What does a modern Chief Communications Officer really do?
It's a question many in our profession still find difficult to answer with clarity. Senior communicators often shoulder responsibilities that cross strategy, culture, reputation, risk, behaviour, and leadership – yet much of the role remains unseen, even misunderstood.
This is why Tabita Andersson’s new book, Chief Communications Officers at Work, is such a welcome contribution. Rather than offering theories or toolkits, she brings together 23 CCOs from some of the world’s most recognisable organisations and lets them talk openly about their work. What emerges is a vivid, honest and consistent picture of what it means to lead communication at the highest levels of business.
In the interest of transparency, I should note that I’ve known Tabita for 25 years, and we’ve worked together a number of times during that period. Her clear thinking, curiosity and practical leadership style shine through in how she brings these conversations to life.
Across industries as varied as healthcare, telecoms, semiconductors, construction, finance and automotive, the same themes come through time and again in the book – critical thinking, courage, curiosity, business fluency, and the ability to join the dots before others see the pattern.
Several contributors bring this into sharp focus:
- Virgin Media O2's Nicola Green distils the role with refreshing simplicity: a CCO manages the business's reputation and brings the outside world into the organisation, ensuring decisions reflect what stakeholders value and expect.
- Intel’s Karen Kahn talks powerfully about shifting from activity to impact, advocating a disciplined approach – fewer things, done better – supported by a clear sense of what the organisation is trying to achieve.
- Renault Group’s Christian Stein, operating across more than 100 countries, emphasises extreme curiosity and the importance of understanding how the business actually works, even as AI accelerates many aspects of the role.
- And within the NHS, Dan Charlton shows how communications, patient experience, and governance can sit side by side, demonstrating that clarity, empathy and tone are vital to public trust.
What unites these leaders is not their sector or organisational structure, but their mindset.
CCOs are at their most valuable when they are brought into decisions early; when they act as integrators rather than broadcasters; when they help leadership teams think clearly before they act; and when they focus on coherence over noise.

[Stored entries]
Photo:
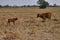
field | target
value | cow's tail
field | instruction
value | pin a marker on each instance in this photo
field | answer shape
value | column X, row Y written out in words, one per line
column 55, row 19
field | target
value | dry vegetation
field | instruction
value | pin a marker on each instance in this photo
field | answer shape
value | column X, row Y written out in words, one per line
column 28, row 26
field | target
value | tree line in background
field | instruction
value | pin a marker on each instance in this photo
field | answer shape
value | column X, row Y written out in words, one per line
column 41, row 4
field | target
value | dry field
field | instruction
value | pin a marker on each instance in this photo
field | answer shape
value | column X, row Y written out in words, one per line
column 28, row 26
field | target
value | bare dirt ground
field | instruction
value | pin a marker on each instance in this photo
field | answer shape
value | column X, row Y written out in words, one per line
column 28, row 26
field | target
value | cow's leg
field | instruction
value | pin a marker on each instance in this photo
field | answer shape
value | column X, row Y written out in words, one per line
column 8, row 23
column 44, row 19
column 14, row 22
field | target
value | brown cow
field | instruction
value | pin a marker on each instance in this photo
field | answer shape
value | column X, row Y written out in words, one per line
column 45, row 16
column 12, row 20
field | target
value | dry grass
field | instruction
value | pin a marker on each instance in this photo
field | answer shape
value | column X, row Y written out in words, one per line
column 28, row 26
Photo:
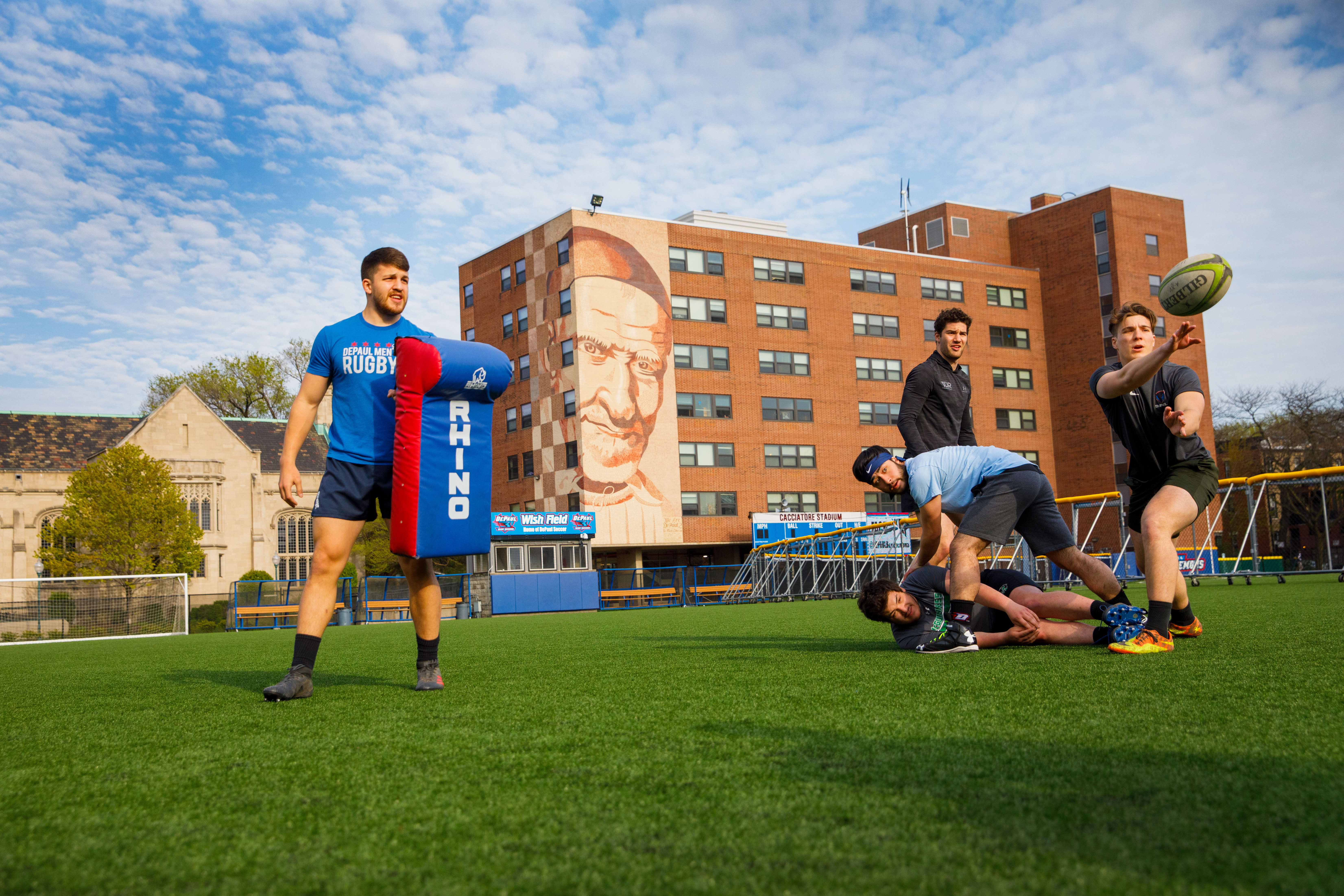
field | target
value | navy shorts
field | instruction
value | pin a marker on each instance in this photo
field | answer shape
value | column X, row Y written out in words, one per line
column 355, row 491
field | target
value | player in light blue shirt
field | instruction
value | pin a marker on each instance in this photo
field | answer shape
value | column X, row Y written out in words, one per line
column 357, row 359
column 987, row 492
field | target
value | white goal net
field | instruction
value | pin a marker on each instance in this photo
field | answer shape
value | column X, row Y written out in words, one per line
column 85, row 608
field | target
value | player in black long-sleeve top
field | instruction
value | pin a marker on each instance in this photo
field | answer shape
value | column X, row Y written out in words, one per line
column 936, row 404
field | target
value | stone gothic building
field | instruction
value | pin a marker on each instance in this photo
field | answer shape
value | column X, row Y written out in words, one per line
column 228, row 471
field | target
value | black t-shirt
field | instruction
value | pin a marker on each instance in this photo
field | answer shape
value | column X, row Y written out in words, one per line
column 1138, row 420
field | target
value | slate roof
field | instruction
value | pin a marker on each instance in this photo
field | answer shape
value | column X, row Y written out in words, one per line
column 58, row 441
column 269, row 439
column 68, row 441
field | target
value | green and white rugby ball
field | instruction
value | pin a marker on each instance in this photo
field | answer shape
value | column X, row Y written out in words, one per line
column 1195, row 285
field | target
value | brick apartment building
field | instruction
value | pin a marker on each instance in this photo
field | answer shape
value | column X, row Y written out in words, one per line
column 677, row 377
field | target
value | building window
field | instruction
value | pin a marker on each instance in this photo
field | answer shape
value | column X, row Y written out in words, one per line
column 1007, row 297
column 705, row 406
column 1011, row 378
column 709, row 504
column 1014, row 420
column 877, row 369
column 879, row 503
column 933, row 233
column 791, row 456
column 777, row 271
column 788, row 363
column 873, row 281
column 791, row 502
column 701, row 358
column 797, row 410
column 1009, row 338
column 781, row 316
column 878, row 413
column 295, row 546
column 693, row 261
column 947, row 291
column 711, row 311
column 706, row 455
column 877, row 326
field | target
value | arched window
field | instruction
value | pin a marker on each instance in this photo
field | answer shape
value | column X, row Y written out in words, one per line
column 295, row 546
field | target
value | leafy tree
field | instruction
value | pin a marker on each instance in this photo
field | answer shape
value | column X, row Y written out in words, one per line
column 255, row 385
column 123, row 516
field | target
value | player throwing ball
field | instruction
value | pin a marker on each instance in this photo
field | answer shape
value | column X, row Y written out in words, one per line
column 917, row 610
column 1155, row 408
column 355, row 358
column 987, row 492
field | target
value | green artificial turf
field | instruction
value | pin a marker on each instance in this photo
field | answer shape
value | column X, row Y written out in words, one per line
column 751, row 749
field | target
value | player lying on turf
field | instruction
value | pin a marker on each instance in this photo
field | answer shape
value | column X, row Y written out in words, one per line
column 919, row 609
column 987, row 492
column 1155, row 408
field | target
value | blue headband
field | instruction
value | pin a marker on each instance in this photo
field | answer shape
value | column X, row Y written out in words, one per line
column 876, row 464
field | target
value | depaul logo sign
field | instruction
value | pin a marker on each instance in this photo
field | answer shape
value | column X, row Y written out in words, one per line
column 543, row 523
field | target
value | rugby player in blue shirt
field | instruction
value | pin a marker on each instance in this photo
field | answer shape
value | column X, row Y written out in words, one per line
column 355, row 358
column 987, row 492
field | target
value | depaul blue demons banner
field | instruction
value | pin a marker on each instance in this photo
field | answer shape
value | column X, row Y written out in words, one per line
column 441, row 456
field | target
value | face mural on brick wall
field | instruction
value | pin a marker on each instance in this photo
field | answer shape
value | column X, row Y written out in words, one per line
column 622, row 331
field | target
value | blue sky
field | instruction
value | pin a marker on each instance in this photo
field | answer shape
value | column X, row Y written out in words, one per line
column 189, row 179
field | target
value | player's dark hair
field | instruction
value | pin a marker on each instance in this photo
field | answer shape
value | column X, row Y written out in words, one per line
column 861, row 463
column 1132, row 310
column 385, row 256
column 951, row 316
column 873, row 600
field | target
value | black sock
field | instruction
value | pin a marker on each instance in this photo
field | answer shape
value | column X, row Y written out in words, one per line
column 306, row 651
column 1185, row 616
column 962, row 612
column 1161, row 617
column 425, row 651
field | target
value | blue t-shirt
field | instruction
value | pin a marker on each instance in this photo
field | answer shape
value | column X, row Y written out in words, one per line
column 953, row 471
column 358, row 358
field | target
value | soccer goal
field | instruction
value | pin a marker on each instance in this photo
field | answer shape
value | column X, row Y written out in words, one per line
column 92, row 608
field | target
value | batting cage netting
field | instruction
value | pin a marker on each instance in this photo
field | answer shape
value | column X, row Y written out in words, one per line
column 89, row 608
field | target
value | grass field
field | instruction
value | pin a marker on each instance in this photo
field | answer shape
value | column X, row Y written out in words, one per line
column 761, row 749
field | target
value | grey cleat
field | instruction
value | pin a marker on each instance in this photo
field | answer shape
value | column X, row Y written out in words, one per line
column 428, row 676
column 296, row 686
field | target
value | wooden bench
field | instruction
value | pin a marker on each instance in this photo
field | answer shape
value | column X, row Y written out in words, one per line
column 722, row 592
column 642, row 597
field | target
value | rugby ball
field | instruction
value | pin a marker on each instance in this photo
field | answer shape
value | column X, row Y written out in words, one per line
column 1195, row 285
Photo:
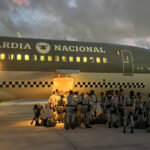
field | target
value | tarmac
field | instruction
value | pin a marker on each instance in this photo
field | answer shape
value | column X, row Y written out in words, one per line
column 16, row 133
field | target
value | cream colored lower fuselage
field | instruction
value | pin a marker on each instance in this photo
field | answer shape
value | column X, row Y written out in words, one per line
column 28, row 85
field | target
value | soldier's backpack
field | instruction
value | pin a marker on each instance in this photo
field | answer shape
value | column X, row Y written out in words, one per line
column 50, row 123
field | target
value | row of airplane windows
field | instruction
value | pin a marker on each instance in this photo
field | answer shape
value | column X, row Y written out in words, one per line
column 42, row 58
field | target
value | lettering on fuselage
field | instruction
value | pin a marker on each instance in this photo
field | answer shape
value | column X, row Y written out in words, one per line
column 79, row 49
column 15, row 45
column 44, row 47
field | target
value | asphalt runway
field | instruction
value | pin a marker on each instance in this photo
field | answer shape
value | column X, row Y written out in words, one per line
column 16, row 133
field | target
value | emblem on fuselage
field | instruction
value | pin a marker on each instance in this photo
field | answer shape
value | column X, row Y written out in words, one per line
column 43, row 47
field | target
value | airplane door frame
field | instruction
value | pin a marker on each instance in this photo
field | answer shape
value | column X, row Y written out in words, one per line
column 127, row 59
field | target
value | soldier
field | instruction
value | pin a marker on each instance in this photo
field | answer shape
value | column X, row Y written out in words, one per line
column 148, row 110
column 108, row 107
column 52, row 103
column 93, row 106
column 129, row 105
column 39, row 113
column 120, row 106
column 70, row 115
column 86, row 109
column 114, row 108
column 79, row 100
column 140, row 111
column 61, row 109
column 36, row 110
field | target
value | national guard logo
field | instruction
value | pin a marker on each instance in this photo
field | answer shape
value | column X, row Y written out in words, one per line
column 43, row 47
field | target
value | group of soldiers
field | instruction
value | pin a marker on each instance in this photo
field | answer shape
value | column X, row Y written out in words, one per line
column 76, row 109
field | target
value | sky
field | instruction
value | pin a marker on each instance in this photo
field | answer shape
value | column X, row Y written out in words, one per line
column 124, row 22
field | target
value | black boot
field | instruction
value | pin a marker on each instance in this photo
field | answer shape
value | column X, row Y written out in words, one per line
column 109, row 125
column 124, row 130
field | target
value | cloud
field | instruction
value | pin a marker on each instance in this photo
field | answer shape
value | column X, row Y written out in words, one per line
column 109, row 21
column 21, row 2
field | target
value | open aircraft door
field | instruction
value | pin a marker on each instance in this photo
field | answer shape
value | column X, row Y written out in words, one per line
column 63, row 84
column 128, row 67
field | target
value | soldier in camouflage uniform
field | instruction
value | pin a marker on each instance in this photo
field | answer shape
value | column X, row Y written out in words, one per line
column 129, row 106
column 108, row 107
column 70, row 114
column 93, row 103
column 114, row 108
column 86, row 108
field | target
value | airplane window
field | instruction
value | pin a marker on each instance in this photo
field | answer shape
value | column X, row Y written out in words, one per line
column 35, row 57
column 2, row 56
column 85, row 59
column 77, row 59
column 64, row 58
column 11, row 57
column 98, row 60
column 19, row 57
column 42, row 58
column 92, row 59
column 26, row 57
column 104, row 60
column 50, row 58
column 71, row 59
column 57, row 58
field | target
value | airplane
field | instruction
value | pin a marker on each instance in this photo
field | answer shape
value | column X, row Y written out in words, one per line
column 33, row 68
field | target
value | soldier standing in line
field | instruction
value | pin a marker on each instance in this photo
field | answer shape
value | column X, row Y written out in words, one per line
column 52, row 103
column 79, row 107
column 108, row 107
column 148, row 110
column 122, row 96
column 93, row 106
column 102, row 102
column 129, row 105
column 86, row 109
column 70, row 115
column 114, row 108
column 140, row 111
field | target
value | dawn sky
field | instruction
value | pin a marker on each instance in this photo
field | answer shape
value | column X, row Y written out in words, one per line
column 109, row 21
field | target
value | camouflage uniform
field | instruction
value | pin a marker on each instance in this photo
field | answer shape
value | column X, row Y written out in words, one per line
column 148, row 111
column 86, row 109
column 93, row 103
column 108, row 109
column 70, row 115
column 128, row 105
column 79, row 108
column 114, row 109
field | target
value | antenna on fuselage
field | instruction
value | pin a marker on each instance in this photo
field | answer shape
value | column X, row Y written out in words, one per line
column 19, row 35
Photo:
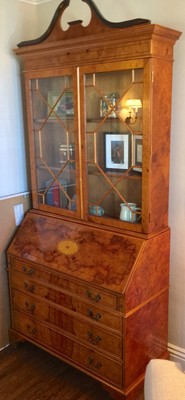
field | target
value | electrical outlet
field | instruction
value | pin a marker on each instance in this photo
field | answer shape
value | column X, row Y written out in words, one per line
column 18, row 213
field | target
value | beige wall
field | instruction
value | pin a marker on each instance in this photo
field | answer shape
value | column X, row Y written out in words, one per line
column 7, row 230
column 29, row 21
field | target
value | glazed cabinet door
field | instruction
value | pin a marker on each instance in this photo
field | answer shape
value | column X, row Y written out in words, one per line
column 53, row 133
column 112, row 123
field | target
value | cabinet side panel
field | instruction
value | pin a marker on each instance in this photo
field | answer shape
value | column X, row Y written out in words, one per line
column 146, row 333
column 151, row 273
column 160, row 143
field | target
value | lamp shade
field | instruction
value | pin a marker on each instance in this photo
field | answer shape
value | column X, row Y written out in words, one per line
column 134, row 103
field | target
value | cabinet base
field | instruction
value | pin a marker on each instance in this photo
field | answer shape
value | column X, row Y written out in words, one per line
column 137, row 393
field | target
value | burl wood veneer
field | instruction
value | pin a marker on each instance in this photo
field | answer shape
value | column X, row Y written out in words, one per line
column 93, row 290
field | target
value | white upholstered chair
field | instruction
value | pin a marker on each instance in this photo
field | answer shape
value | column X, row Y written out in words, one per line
column 164, row 380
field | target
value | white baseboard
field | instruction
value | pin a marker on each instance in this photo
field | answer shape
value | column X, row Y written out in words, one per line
column 177, row 354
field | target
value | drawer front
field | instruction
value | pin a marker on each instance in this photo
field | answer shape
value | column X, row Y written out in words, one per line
column 89, row 310
column 82, row 356
column 57, row 280
column 86, row 332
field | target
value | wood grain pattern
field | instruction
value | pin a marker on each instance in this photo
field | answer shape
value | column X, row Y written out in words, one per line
column 94, row 291
column 29, row 373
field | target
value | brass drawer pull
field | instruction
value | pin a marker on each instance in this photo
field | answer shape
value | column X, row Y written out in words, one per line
column 93, row 339
column 30, row 307
column 92, row 316
column 31, row 330
column 93, row 364
column 28, row 287
column 28, row 271
column 90, row 295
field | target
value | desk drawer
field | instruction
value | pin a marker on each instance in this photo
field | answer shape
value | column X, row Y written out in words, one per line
column 98, row 364
column 93, row 294
column 66, row 301
column 88, row 333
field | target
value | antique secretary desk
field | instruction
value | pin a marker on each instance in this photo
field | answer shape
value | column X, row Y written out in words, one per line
column 89, row 265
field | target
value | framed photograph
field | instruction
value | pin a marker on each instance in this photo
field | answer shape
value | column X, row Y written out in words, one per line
column 116, row 151
column 137, row 153
column 63, row 106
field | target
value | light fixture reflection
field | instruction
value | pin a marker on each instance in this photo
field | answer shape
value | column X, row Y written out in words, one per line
column 133, row 105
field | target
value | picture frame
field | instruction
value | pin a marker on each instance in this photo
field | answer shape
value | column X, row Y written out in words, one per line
column 116, row 151
column 64, row 106
column 137, row 153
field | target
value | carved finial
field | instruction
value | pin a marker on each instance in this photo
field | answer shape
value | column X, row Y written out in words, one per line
column 84, row 14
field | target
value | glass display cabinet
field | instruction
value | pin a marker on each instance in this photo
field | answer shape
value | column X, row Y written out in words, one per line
column 89, row 265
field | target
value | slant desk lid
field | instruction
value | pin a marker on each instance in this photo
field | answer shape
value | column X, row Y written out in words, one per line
column 95, row 256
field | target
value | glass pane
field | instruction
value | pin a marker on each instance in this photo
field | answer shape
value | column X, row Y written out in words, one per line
column 114, row 143
column 53, row 130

■ Task objective
Continue the piece about the role of the Chief Communications Officer, starting after its final sentence.

■ Output for this task
More than one contributor notes that reputation is shaped not by how much you say, but by what you decide not to say.
Why this book matters now

We are living through a period in which the expectations placed on communicators are shifting at speed. AI is changing workflows; employees are more vocal and values-driven; misinformation spreads easily; leaders are under intense scrutiny; and organisations must operate with a degree of transparency that would have been unthinkable a decade ago.
In that environment, the CCO is no longer a functional specialist – they are a strategic partner, a risk sensor, a cultural barometer and a guide for how organisations show up in the world.
The scale of organisations represented underscores this point. Interviews span Intel, SAP, Renault Group, Virgin Media O2, Honeywell, Sage, Duke Energy, Handelsbanken, Omnicom, Avanti Communications, Willmott Dixon and more. These are leaders operating in complex, often high-risk environments where misalignment is costly and clarity is essential.
Available in paperback and digital (PDF and Kindle) editions – the latter format would make annotation easier – the quality of insight revealed in Tabita Andersson's conversations is rich, human, practical and often quietly profound.
The book's structure - 23 chapters - lends itself naturally to an audio version. I can imagine listening to each conversation as a podcast while driving or on a train. I wonder if this is on the publisher's mind as an additional way for people to experience the stories?
Three things I'm taking away from this book
1. The CCO’s value lies in anticipation, not amplification.
Communication leadership is less about generating output and more about seeing around corners, connecting signals and helping organisations act before issues escalate.
2. Clarity is a leadership behaviour.
Whether speaking about crises, culture or business strategy, the interviews reinforce that communicators thrive when they translate complexity into something human, understandable and actionable.
3. The CCO role is expanding – and becoming more human.
AI may speed up tasks, but judgment, empathy, curiosity and trust remain at the core of effective communication. The CCOs in this book remind us that influence grows out of relationships, not deliverables.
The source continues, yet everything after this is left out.